## Requisitos
[A] Responde a estas preguntas sobre el artículo acerca de la Diputación de Barcelona:
(i) ¿Quién firma el artículo y en qué medio aparece?
(ii) ¿A qué cifra puede llegar el reparto en Barcelona y entre quiénes se distribuye?
(iii) ¿En qué año prometió Artur Mas una administración catalana más delgada?
[B] Por favor, traduce al inglés esta oración del artículo sobre la Diputación de Barcelona: "Me refiero al exceso de botín que repartir entre los ganadores en las elecciones que se convocan en España."
[C] Prolonga el artículo sobre la Diputación de Barcelona a partir de su última oración.

Por Santi Vila. La Vanguardia.- La última disputa en el campo soberanista sobre el control
de la Diputación de Barcelona ha puesto en evidencia uno de los problemas
estructurales de nuestro sistema de organización del poder local, que, de
hecho, también es extensible a las diversas cámaras y gobiernos autonómicos y
del Estado.
Me refiero al exceso de botín que repartir entre los ganadores en
las elecciones que se convocan en España. Así, con tanto que recibir, parece
inevitable que los partidos se destripen para intentar arañar el máximo de un
pastel que, como pasa en Barcelona, puede suponer los 1.000 millones de euros
entre cargos electos y de confianza. Muy lejos queda la vieja aspiración
nacionalista o incluso de Ciudadanos cuando pregonaban, por ejemplo, que las
diputaciones se tenían que suprimir. Debieron de querer decir que se tenían que
eliminar si no las gobernaban ellos. Como queda muy lejos también la aspiración
política del entonces presidente de la Generalitat, Artur Mas, cuando en el
2010 prometió una administración catalana más delgada, más ágil, más austera.

## Datos proporcionados

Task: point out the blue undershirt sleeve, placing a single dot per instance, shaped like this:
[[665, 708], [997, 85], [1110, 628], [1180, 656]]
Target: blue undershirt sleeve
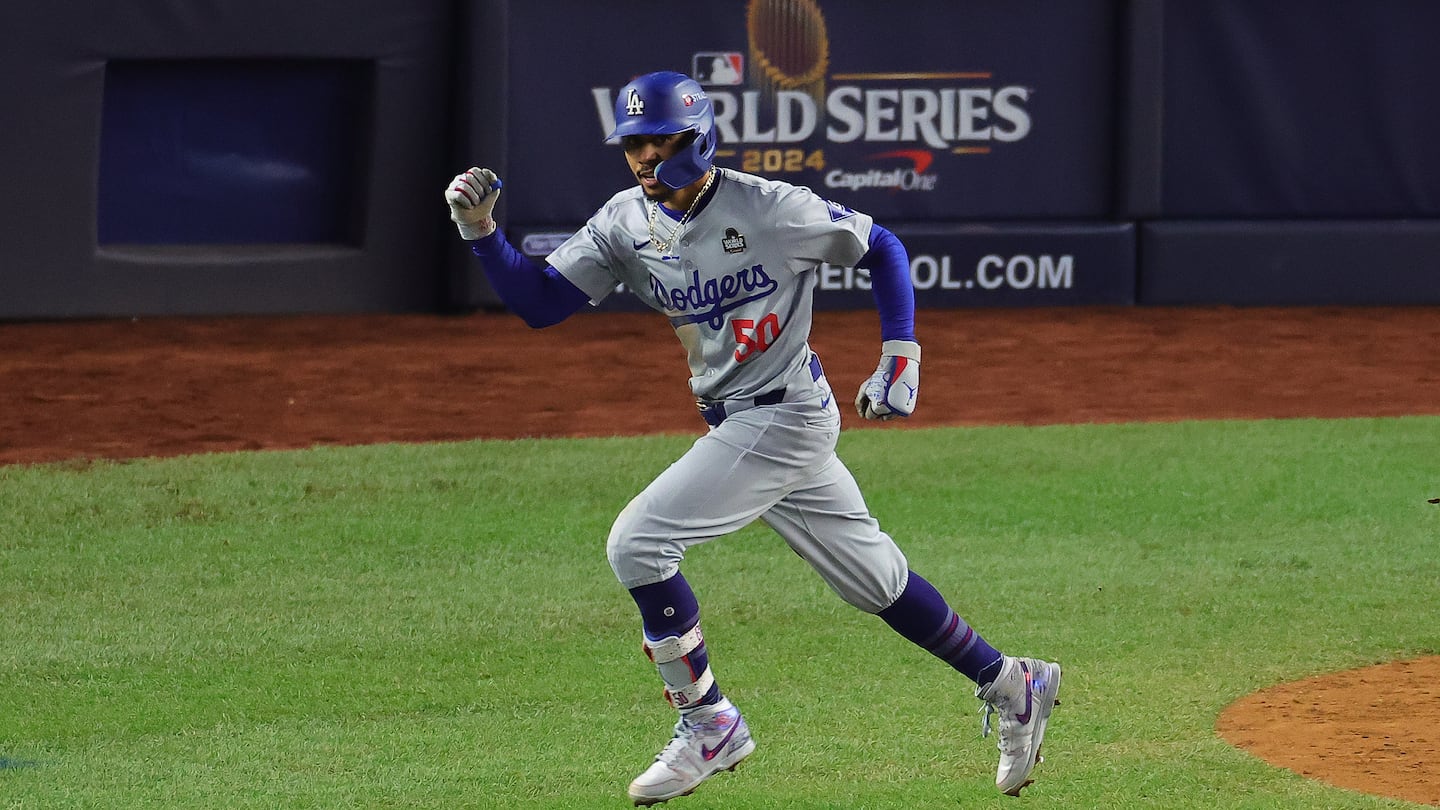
[[537, 293], [889, 265]]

## Respuestas del ejercicio
[A]
(i) Lo firma Santi Vila y aparece en La Vanguardia.
(ii) Puede suponer 1.000 millones de euros entre cargos electos y de confianza.
(iii) En 2010.

[B] I am referring to the excess of spoils to be shared out among the winners of the elections held in Spain.

[C]
La lotería del empleo público
En este sentido, recuerdo, por ejemplo, que cuando ERC se incorporó por primera
vez al Govern, siendo ya presidente Carles Puigdemont, la primera medida que se
aprobó fue ampliar en dos personas los cargos de confianza en cada conselleria,
que entonces ya eran ocho por cada titular, dejando claro, además, que estos
vendrían designados directamente por los partidos y no por los consellers que
teóricamente teníamos que ser beneficiarios. Fieles a la mejor tradición latina,
las convocatorias electorales son vividas por miles de familias como el gran
momento/repartidor de nuevas oportunidades, que llueven del cielo, como la
lotería de Navidad, de forma totalmente arbitraria: el uno coloca al hijo, el
otro al yerno; todos, eso sí, en nombre de la defensa del interés general, el
bien común, el advenimiento de la república o de otras perífrasis
grandilocuentes.
Que nos pasen este tipo de cosas es francamente lamentable,
en la medida en que lesionan la buena imagen de las instituciones y todavía más
la honorabilidad de los partidos y de sus representantes. El mercado persa en
que se han convertido las cámaras parlamentarias, también la catalana, tendría
que constituir una espuela para la promoción de reformas. Los periodistas
especializados que siguen las sesiones en el Parlament confiesan, conmovidos,
la falta de preparación y de autoexigencia de unos diputados que, en general,
en el mejor de los casos dominan el Twitter y leen el argumentario que les
prepara la secta o el diario digital de su cuerda. Para poder/saber hacer eso,
más de uno se pregunta si hace falta que sean 135. Sin más reformas, podríamos
pasar con los poco más de un centenar que ya prevé el Estatut.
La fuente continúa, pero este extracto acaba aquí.